■ **Consignes de l'exercice**: Recopiez intégralement, sans rien modifier, le texte ci-dessous sur l'adoption du yuan par le Zimbabwe.

===== Extrait choisi =====

En mars dernier, la Banque centrale du Zimbabwe a ajouté le yuan ou renminbi (RMB), la devise chinoise, à la liste des monnaies de sa corbeille de devises, avec le yen japonais, le dollar australien et la roupie indienne. Le Zimbabwe a ainsi rejoint la liste des pays africains qui utilisent la devise chinoise comme l’une de leurs monnaies officielles.
En 2009, suite à une inflation record qui l’a privée de sa valeur, le Zimbabwe a abandonné sa monnaie, le dollar zimbabwéen. Depuis cette date, le pays utilise une corbeille de devises dominée par le dollar américain. À l’annonce de la décision prise par la Banque de réserve du Zimbabwe d’adopter le yuan et plusieurs autres devises, sa directrice par intérim d’alors, Charity Dhliwayo, justifiait cette décision par le fait que les échanges et les investissements de son pays avec la Chine, l’Inde, le Japon et l’Australie « avaient augmenté de manière appréciable. »

===== Relevé des données =====

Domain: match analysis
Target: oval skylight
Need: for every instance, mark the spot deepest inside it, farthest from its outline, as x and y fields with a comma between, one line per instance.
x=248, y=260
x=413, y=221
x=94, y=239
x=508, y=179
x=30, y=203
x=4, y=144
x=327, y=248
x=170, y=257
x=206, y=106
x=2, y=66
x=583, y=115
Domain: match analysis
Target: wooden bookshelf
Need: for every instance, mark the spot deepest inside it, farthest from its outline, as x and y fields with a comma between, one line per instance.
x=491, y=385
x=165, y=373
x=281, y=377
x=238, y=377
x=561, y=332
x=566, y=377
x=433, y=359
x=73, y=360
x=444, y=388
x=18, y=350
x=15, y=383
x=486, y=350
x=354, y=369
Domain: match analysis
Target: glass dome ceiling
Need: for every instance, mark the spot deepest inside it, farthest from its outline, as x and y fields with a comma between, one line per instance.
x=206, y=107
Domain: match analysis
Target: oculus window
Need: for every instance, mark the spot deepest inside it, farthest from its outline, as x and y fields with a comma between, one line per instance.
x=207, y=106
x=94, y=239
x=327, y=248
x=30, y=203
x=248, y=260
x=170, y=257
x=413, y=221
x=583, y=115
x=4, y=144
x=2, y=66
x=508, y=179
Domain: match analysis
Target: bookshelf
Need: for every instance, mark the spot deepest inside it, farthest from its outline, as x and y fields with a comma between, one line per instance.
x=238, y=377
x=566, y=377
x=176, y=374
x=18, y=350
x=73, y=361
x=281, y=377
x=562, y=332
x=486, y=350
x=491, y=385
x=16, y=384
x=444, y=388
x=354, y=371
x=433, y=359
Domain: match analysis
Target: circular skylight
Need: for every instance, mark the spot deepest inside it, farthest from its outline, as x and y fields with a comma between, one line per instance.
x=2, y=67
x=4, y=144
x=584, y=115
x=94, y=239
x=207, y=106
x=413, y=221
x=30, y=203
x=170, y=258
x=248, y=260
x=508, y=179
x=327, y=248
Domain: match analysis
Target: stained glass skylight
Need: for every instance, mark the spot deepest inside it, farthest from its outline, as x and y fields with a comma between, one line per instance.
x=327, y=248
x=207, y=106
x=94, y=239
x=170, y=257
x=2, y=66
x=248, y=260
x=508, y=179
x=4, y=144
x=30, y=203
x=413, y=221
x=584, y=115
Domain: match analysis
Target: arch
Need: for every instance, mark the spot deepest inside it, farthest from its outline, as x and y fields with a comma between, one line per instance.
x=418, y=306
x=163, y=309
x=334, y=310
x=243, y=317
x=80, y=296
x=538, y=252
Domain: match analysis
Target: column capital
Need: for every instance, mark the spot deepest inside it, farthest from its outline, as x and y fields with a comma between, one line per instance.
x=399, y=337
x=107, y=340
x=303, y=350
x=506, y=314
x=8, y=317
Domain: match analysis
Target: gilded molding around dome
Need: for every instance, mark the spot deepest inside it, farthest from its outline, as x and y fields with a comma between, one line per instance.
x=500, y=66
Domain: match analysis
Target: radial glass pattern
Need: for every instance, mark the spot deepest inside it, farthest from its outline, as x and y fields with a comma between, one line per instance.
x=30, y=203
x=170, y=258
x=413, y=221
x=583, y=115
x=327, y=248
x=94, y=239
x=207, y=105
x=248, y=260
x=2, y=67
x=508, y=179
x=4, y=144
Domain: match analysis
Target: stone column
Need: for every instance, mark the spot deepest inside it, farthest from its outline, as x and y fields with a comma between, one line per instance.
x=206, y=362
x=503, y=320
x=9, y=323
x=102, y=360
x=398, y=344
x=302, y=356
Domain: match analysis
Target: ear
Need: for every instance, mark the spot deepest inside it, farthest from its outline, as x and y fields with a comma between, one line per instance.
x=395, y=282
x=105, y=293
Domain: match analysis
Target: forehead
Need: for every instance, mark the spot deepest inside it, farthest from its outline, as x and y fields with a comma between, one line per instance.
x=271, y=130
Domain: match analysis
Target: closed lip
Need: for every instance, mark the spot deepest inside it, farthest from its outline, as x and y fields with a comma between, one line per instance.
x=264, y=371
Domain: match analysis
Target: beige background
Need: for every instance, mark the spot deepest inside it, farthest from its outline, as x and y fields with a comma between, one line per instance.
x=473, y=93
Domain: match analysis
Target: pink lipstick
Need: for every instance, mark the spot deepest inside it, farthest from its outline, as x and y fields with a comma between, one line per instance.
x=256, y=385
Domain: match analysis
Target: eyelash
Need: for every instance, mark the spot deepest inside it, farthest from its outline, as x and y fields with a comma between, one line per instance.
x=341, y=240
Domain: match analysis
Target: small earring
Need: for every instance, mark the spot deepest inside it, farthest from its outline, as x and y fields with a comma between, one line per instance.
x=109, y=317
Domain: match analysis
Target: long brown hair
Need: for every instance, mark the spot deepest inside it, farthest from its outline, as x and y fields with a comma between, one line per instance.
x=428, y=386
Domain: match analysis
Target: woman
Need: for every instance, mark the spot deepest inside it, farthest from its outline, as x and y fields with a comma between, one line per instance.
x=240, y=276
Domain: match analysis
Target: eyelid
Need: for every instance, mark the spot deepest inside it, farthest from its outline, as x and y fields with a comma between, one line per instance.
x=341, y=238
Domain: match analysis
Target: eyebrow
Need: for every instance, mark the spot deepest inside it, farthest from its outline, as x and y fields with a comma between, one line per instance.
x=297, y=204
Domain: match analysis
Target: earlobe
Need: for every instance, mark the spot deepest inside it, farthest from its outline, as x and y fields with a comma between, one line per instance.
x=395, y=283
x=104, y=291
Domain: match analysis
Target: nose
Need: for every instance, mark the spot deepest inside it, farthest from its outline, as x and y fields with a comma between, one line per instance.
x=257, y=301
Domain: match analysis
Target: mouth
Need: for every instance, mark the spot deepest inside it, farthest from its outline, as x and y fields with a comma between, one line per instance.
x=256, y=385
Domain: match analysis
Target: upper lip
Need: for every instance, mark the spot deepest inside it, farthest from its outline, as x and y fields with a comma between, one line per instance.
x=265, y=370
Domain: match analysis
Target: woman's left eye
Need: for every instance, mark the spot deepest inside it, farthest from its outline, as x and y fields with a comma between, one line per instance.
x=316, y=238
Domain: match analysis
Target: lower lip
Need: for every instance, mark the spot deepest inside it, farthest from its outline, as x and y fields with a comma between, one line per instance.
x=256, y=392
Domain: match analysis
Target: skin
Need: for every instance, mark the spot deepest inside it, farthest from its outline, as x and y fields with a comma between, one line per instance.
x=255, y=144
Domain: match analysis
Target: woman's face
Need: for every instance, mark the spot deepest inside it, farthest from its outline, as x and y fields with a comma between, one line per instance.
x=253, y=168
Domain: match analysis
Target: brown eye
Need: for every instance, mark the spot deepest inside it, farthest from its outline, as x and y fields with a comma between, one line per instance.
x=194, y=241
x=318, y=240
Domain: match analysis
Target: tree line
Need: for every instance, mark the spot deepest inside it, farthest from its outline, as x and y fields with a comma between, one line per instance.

=====

■ **Réponse complète**:
En mars dernier, la Banque centrale du Zimbabwe a ajouté le yuan ou renminbi (RMB), la devise chinoise, à la liste des monnaies de sa corbeille de devises, avec le yen japonais, le dollar australien et la roupie indienne. Le Zimbabwe a ainsi rejoint la liste des pays africains qui utilisent la devise chinoise comme l’une de leurs monnaies officielles.
En 2009, suite à une inflation record qui l’a privée de sa valeur, le Zimbabwe a abandonné sa monnaie, le dollar zimbabwéen. Depuis cette date, le pays utilise une corbeille de devises dominée par le dollar américain. À l’annonce de la décision prise par la Banque de réserve du Zimbabwe d’adopter le yuan et plusieurs autres devises, sa directrice par intérim d’alors, Charity Dhliwayo, justifiait cette décision par le fait que les échanges et les investissements de son pays avec la Chine, l’Inde, le Japon et l’Australie « avaient augmenté de manière appréciable. »